→ To do
Copy every line from the one containing "Target: red and black jersey" down to the end of the lines, including both, and nothing else.

→ Material provided
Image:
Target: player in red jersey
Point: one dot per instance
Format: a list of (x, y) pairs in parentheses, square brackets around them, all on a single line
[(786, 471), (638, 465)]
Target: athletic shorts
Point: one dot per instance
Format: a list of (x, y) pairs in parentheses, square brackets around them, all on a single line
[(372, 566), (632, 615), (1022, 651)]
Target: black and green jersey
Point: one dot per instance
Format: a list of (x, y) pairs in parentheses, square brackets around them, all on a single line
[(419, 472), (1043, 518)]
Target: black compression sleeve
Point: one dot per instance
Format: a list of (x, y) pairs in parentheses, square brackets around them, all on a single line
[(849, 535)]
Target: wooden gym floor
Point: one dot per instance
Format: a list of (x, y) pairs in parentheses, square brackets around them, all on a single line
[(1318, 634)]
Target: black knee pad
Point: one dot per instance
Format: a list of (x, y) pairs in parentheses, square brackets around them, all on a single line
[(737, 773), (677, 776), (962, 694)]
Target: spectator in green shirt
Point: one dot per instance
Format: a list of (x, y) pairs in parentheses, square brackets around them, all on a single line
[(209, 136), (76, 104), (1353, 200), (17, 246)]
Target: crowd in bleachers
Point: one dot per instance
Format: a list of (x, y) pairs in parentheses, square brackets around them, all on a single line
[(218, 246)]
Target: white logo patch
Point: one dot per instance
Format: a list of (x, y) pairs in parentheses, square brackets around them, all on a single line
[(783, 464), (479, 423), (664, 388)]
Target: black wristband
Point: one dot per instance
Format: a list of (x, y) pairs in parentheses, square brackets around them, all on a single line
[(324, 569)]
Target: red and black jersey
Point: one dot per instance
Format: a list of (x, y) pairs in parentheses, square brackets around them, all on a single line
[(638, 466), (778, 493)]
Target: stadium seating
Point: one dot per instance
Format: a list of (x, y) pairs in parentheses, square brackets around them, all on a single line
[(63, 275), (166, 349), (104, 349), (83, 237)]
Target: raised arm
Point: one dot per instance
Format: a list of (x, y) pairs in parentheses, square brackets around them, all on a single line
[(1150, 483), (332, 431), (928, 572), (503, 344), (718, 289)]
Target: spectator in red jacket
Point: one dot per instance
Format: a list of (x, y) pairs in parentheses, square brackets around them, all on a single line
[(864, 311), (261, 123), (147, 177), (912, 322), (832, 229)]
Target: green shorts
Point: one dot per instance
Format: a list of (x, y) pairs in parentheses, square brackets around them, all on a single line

→ Task output
Target: red and black jersey
Point: one dot per instance
Format: a list of (x, y) pairs in parentheses, square brackets around them, all on a single line
[(638, 466), (778, 493)]
Target: stadium seating
Point: one dot per instance
Format: a list of (x, y) pairs in parentheses, square brackets around them, all on a single line
[(63, 275), (166, 349), (104, 349), (83, 237)]
Target: raised arm
Point: one dot per instance
Format: a list of (x, y) pairs in parentheses, square brackets around them, all on a single line
[(1150, 483), (332, 431), (928, 572), (503, 344), (718, 289)]
Target: spectator in red jacket
Point: one dot per instance
Format: a list of (x, y) pairs in parentheses, square brackets around them, all on a single line
[(864, 311), (261, 123), (147, 177), (912, 322), (832, 229)]
Target: green shorts
Point: one dot per instance
Format: a list of (x, y) pairs in parentheses, square brackets around them, all on a single line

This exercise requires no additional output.